PAGE EXCERPT ::
This section is from the book "Modern Theories Of Diet And Their Bearing Upon Practical Dietetics", by Alexander Bryce. Also available from Amazon: Modern Theories of Diet and Their Bearing Upon Practical Dietetics.
Having proved the efficiency of this system in his own person by being accepted for life assurance about a dozen years ago, he nevertheless found the greatest difficulty in getting scientists to accept his views or even to give him a patient hearing. That he finally succeeded is due probably to the conversion of Dr. Van Someren, who, in 1901, at the annual meeting of the British Medical Association, read a paper on the subject in the physiological section. Dr. Van Someren therein referred to some experiments in which the faecal discharge was as little as 18.9 grams, dry and inoffensive, and he contended that this must be infinitely healthier for the individual than the daily evacuation of 204 grams of humid, decomposing, offensive matter. He quotes Nuttall and Thierfelder's experiments on full-term guinea-pigs, obtained by Caesarean section and fed successfully on aseptic foods, to demonstrate that bacteria are not necessary to digestion. In the practice of efficient mastication he declares that the lower bowel ceases to be a putrefying sink, and that auto-intoxication thus becomes impossible.

GIVEN DATA ::

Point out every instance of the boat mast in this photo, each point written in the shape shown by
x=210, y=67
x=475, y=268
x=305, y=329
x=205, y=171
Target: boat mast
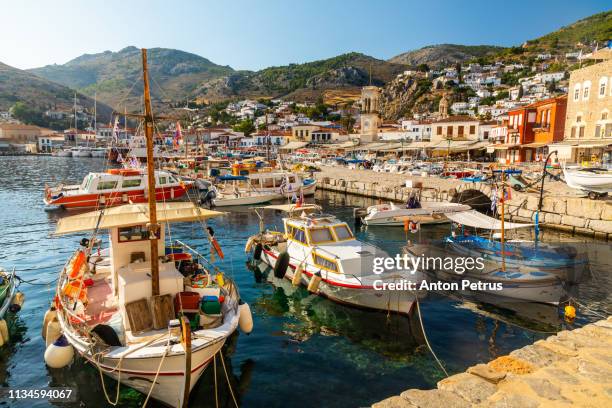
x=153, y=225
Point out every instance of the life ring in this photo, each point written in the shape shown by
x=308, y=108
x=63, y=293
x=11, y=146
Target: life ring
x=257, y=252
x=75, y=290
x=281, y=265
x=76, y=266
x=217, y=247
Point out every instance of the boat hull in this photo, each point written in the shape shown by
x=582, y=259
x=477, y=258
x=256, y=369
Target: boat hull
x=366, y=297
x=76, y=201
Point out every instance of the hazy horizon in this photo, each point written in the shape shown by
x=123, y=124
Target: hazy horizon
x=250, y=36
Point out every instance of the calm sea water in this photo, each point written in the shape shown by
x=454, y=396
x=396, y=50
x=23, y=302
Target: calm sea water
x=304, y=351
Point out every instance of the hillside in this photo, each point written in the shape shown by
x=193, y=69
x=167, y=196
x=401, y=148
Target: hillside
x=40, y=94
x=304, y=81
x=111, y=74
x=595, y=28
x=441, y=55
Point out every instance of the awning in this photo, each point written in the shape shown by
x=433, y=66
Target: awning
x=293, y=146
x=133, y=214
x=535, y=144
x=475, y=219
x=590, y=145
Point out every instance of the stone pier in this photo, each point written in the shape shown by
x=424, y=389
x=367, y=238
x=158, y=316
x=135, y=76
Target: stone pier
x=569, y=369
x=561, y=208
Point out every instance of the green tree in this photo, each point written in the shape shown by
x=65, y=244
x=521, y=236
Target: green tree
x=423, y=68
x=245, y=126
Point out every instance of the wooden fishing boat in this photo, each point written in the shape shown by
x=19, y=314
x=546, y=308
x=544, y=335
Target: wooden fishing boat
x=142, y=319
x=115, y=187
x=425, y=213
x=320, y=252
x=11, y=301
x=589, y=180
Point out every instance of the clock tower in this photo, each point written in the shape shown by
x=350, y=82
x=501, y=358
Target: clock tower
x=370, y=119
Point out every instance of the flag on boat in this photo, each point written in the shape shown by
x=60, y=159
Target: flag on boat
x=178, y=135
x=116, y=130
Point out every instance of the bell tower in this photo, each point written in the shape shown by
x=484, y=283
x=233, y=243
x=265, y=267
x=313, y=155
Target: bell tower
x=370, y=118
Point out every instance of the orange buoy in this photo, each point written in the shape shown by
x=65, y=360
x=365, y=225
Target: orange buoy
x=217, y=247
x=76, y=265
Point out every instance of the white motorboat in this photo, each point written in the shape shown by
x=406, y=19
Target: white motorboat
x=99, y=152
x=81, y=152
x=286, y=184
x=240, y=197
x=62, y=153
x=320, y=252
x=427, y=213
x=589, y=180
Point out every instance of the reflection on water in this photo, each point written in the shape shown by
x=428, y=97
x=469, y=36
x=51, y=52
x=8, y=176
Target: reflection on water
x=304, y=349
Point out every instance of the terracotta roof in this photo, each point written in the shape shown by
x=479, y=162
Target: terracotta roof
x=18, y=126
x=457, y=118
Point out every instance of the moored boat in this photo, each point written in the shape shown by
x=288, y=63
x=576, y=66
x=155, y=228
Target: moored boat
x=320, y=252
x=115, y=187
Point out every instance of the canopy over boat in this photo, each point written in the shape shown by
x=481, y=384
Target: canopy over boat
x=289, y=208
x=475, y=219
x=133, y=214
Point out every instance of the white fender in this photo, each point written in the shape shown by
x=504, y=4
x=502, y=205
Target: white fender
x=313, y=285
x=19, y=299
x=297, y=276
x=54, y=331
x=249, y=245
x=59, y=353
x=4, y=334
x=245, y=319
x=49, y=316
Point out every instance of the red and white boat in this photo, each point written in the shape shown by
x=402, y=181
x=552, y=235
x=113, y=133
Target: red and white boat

PROBLEM STATEMENT :: Resume the passage on thorough chewing and digestion, picking up after its last sentence.

ANSWER FOR THIS EXERCISE ::
This statement of Dr. Van Someren, made nine years ago, has now received confirmation, for in his recent remarks on the Pteropus medius, Metchnikoff has abundantly demonstrated that although bacteria play an important part in intestinal digestion, they are by no means essential. The Pteropus medius is a bat, with a very short colon, living chiefly on fruit. Of this it eats an enormous quantity, as its digestion is rapid, and the faeces contain a fair amount of undigested material. Practically no bacteria were found either in the small or large intestine, and yet cellulose was extremely well digested. Another chemical delusion is thus shattered, and further research must be undertaken to isolate the enzyme. No indol, skatol, nor phenol was found, proving that these products are the result of putrefaction due to bacterial action.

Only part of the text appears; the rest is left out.